▶ [Task to carry out]:
Can you quote, word for word, the lines in the records below that run from the line with "green grass pitch." to the line with "[(398, 281)]", including both of those lines and nothing else?

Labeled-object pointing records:
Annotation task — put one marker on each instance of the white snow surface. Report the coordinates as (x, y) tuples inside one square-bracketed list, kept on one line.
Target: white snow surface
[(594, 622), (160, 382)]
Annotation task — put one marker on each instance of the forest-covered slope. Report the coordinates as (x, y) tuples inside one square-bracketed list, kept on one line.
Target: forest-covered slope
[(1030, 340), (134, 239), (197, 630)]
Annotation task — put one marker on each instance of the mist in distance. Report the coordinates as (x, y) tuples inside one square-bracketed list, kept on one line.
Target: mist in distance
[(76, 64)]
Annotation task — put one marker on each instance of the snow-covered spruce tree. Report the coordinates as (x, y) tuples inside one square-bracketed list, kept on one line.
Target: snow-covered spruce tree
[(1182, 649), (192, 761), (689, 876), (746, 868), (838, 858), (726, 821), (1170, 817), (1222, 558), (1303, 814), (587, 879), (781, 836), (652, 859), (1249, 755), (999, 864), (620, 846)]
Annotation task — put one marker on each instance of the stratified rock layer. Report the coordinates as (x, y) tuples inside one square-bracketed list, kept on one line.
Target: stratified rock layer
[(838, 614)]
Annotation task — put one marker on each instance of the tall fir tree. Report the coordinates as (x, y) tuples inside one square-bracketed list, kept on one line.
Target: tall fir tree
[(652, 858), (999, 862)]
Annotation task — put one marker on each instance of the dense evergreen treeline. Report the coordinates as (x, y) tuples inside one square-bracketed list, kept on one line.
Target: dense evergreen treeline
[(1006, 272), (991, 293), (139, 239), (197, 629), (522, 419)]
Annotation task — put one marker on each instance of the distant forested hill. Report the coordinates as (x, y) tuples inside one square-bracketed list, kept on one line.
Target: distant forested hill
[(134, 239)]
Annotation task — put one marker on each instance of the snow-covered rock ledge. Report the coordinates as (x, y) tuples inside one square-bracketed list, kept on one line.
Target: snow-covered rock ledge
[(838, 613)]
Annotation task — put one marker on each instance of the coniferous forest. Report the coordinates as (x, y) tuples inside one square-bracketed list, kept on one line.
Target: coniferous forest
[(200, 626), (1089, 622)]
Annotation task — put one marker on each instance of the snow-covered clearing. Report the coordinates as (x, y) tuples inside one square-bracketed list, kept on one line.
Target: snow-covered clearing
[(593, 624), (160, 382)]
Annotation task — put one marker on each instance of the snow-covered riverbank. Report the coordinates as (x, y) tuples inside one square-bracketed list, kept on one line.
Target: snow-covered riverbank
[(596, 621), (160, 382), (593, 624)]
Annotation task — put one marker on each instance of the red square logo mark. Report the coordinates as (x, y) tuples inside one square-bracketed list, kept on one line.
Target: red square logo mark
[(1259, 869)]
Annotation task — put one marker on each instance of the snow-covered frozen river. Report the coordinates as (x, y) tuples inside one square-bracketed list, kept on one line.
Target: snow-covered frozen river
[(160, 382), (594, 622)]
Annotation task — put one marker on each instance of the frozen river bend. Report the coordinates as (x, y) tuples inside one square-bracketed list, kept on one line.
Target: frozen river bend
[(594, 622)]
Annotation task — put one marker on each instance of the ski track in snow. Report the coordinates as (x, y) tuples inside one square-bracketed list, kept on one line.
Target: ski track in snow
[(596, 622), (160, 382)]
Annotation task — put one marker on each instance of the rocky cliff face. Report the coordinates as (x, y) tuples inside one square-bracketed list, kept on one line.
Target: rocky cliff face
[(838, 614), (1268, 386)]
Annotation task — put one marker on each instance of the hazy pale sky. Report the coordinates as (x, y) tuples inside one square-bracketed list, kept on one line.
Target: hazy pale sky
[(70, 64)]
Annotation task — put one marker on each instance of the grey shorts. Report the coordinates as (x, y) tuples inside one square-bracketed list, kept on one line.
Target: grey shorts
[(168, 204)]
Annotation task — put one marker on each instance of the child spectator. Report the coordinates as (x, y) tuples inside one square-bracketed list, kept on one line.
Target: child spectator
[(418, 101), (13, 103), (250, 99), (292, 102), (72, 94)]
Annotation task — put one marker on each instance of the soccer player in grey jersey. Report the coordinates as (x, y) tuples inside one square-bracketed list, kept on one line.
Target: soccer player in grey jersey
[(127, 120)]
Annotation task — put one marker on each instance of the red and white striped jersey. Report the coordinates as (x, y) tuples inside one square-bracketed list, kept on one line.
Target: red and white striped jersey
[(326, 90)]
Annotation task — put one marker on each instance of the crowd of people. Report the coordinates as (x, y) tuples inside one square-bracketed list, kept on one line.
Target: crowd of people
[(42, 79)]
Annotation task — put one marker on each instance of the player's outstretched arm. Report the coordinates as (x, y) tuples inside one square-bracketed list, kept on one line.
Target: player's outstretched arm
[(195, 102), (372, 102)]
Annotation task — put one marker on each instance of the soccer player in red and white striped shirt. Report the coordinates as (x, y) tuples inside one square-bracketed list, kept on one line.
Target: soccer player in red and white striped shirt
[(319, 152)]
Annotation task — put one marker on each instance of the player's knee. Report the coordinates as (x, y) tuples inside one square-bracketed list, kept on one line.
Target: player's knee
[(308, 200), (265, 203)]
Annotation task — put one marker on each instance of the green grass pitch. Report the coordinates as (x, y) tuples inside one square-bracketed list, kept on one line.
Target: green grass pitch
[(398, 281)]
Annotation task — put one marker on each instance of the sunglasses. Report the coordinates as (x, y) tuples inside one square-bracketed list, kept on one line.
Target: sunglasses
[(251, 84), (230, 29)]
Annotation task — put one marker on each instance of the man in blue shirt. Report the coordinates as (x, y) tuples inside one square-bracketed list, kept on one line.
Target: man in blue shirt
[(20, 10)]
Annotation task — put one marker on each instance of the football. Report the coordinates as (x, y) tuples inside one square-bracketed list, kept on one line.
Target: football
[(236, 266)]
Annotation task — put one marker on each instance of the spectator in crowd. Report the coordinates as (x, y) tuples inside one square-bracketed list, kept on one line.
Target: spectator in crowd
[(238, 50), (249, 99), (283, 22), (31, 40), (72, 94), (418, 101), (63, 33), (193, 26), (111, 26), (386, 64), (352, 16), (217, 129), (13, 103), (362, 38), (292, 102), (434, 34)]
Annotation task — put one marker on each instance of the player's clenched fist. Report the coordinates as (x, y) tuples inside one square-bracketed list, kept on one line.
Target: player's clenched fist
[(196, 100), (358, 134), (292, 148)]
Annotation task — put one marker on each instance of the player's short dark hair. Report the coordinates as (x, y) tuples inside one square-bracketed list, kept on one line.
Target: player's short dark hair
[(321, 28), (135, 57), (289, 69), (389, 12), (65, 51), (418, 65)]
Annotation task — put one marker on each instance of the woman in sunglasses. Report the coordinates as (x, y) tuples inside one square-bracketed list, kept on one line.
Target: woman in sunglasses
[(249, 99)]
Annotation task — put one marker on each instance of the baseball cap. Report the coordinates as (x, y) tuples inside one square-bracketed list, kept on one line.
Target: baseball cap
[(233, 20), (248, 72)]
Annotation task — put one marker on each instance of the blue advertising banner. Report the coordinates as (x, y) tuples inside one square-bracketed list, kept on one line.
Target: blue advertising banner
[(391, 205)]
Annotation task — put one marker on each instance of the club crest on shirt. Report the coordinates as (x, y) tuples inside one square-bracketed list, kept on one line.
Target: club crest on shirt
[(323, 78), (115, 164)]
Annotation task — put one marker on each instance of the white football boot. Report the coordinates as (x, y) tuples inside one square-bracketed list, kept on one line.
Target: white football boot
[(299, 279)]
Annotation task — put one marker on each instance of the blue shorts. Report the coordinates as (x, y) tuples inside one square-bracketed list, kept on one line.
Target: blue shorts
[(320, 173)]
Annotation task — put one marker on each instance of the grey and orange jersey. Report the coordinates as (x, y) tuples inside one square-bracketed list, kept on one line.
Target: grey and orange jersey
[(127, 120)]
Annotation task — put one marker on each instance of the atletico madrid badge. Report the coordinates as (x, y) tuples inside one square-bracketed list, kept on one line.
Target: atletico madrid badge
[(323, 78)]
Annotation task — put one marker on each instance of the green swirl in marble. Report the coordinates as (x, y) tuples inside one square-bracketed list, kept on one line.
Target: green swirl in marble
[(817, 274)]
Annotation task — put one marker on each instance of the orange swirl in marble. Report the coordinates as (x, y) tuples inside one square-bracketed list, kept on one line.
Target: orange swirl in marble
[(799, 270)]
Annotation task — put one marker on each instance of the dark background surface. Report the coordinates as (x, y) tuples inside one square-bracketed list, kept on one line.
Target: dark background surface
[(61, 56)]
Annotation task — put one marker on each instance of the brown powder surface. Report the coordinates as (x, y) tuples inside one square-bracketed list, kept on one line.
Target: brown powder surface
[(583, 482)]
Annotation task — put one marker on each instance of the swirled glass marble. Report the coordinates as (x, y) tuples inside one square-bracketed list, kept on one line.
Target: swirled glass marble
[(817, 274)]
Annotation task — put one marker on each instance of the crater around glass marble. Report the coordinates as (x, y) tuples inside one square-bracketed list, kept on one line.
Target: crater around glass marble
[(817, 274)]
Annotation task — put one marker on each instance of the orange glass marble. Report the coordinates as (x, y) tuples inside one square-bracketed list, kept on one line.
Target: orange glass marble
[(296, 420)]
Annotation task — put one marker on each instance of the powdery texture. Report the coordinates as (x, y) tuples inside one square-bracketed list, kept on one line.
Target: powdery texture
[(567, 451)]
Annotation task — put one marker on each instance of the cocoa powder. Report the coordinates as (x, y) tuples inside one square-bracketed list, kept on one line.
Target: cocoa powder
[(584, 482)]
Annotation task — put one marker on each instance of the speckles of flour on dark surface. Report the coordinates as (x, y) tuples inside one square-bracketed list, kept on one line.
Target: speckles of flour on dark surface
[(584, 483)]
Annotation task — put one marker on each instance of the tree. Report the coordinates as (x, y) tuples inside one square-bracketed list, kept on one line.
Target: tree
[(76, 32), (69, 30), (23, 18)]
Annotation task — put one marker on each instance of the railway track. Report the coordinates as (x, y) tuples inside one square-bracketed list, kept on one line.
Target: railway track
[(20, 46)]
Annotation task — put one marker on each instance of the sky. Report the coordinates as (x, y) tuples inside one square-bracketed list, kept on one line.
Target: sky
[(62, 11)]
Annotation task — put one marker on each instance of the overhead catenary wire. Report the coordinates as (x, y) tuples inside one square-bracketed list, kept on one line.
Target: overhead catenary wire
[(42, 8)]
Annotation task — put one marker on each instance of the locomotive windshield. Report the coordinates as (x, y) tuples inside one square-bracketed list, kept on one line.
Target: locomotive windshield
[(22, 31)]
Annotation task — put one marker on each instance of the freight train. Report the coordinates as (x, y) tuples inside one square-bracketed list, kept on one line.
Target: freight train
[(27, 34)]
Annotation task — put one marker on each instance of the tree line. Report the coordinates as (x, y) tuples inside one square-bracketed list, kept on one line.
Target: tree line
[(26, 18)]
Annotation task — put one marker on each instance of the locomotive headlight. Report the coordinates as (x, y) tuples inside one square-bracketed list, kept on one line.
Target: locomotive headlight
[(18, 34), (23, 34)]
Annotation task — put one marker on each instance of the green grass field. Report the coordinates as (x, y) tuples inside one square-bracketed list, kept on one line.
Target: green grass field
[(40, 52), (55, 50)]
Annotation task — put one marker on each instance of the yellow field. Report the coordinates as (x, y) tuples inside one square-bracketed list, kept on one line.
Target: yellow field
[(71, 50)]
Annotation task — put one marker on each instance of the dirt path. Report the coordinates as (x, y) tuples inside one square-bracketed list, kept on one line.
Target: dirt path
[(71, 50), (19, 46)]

▶ [Task solution]:
Annotation task — put one marker on each instance of the green grass pitch. Report the coordinates as (x, y) tuples inside one square-bracketed list, kept on one line.
Target: green grass pitch
[(398, 281)]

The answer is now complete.